DATA FOR PROCESSING>
- - - - - - -
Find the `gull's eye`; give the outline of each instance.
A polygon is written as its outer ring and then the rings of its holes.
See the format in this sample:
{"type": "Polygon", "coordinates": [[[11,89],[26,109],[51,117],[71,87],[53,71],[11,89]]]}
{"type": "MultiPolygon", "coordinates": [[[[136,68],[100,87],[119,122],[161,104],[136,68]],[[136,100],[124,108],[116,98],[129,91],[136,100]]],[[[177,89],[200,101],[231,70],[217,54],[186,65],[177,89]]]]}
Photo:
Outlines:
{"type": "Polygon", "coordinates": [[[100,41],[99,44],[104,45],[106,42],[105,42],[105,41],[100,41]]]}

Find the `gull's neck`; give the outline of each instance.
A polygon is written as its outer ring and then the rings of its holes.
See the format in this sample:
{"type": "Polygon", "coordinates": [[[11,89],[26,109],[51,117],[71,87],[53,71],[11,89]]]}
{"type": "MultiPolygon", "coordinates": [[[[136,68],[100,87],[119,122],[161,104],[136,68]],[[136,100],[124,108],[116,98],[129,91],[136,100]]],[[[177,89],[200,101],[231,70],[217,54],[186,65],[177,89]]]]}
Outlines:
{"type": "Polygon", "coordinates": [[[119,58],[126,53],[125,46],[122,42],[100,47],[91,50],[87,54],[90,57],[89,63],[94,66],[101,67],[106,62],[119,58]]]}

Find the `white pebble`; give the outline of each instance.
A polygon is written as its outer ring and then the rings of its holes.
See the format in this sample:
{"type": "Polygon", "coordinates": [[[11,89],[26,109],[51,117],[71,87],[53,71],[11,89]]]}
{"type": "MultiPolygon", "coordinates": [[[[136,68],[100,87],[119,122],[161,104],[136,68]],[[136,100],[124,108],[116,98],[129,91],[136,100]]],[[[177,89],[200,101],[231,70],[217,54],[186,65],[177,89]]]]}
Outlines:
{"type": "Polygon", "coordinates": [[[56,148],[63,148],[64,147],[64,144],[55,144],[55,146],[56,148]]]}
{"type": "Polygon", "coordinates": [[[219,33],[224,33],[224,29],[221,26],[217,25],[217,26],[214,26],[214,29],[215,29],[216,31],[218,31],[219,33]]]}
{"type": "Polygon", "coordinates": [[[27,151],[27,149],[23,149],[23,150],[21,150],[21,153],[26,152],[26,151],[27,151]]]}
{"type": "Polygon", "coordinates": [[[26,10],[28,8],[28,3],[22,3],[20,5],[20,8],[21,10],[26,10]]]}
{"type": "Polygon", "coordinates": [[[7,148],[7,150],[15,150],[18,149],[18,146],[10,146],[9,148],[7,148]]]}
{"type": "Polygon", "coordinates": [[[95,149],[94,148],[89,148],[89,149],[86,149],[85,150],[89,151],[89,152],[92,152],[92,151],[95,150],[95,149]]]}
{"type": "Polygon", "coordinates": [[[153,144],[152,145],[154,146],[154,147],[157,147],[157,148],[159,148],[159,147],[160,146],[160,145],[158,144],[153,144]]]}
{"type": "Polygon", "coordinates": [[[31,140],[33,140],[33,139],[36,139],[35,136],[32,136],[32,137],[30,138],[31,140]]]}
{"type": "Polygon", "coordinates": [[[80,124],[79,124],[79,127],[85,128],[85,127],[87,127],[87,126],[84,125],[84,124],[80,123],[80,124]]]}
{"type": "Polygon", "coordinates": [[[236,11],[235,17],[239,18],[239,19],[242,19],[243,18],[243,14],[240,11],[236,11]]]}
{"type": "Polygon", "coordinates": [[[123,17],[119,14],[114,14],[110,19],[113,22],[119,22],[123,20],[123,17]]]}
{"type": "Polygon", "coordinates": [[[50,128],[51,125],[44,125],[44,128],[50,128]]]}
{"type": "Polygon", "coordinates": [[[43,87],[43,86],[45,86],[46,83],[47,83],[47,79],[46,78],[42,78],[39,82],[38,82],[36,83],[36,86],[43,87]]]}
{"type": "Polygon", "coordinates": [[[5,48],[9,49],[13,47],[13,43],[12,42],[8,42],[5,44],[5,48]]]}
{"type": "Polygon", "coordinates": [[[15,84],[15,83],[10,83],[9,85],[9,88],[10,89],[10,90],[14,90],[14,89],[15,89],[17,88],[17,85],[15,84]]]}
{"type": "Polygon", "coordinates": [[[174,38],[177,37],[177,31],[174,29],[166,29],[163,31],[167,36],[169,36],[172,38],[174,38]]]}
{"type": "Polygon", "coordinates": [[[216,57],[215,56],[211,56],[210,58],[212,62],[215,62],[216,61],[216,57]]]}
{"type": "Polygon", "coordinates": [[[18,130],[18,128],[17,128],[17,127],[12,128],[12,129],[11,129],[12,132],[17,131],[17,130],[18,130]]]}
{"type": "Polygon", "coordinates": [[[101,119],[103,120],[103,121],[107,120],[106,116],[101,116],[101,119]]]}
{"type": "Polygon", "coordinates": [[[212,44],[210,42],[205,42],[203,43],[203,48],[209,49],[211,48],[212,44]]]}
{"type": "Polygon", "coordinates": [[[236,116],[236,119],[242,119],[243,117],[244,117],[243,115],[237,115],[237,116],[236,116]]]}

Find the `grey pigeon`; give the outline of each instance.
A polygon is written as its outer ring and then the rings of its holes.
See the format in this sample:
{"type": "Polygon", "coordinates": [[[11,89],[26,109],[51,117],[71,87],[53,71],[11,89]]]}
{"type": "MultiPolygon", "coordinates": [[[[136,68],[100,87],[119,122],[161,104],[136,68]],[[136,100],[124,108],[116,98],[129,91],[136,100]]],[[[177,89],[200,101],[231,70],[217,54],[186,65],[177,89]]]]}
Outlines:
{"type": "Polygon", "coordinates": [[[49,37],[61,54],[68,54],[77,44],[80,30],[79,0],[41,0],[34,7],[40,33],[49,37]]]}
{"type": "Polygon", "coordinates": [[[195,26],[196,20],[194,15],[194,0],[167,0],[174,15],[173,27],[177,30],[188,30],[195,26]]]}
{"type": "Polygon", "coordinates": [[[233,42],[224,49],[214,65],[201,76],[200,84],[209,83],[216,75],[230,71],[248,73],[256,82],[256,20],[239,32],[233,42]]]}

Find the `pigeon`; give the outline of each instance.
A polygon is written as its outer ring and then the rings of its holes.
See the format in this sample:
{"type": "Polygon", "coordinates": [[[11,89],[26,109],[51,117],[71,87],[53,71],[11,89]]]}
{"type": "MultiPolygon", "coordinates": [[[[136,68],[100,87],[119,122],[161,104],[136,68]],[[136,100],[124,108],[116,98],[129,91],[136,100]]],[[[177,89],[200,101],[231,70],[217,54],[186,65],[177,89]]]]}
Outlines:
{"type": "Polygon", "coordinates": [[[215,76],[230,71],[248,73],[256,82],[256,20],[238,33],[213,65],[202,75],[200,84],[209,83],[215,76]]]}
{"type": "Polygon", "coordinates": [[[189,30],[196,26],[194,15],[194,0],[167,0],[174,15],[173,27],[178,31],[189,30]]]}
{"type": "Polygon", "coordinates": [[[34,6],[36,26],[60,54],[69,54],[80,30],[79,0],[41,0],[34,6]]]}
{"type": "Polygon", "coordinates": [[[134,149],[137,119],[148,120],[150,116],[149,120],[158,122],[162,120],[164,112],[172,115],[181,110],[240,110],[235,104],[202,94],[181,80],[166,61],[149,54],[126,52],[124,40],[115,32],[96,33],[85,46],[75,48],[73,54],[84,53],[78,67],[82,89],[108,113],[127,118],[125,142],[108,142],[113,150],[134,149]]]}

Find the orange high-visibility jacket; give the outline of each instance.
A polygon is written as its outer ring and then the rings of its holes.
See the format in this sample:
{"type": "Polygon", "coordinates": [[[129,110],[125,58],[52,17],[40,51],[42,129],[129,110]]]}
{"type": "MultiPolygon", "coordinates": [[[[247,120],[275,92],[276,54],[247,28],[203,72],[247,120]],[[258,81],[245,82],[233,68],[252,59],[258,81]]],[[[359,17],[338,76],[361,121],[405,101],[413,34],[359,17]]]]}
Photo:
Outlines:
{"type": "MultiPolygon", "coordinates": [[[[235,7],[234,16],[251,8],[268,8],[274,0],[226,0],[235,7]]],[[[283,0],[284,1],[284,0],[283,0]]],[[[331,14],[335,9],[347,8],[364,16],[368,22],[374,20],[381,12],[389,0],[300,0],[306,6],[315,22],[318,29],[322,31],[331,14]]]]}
- - - - - - -
GIVEN REQUEST> Can you quote the lines above, from the one containing "Find the orange" through the last line, verbatim?

RESPONSE>
Find the orange high-visibility jacket; give the outline of each instance.
A polygon is written as its outer ring and then the rings of its holes.
See the format in this sample:
{"type": "Polygon", "coordinates": [[[129,110],[125,58],[52,17],[40,51],[42,129],[129,110]]]}
{"type": "MultiPolygon", "coordinates": [[[[247,120],[275,92],[276,54],[247,28],[203,72],[247,120]],[[258,81],[245,82],[233,68],[252,59],[258,81]]],[[[359,17],[338,76],[361,121],[405,101],[413,34],[359,17]]]]}
Photo:
Outlines:
{"type": "MultiPolygon", "coordinates": [[[[235,7],[234,16],[251,8],[268,8],[274,0],[226,0],[235,7]]],[[[283,0],[284,1],[284,0],[283,0]]],[[[331,14],[335,9],[347,8],[364,16],[368,22],[374,20],[381,12],[389,0],[300,0],[306,6],[315,22],[318,29],[322,31],[331,14]]]]}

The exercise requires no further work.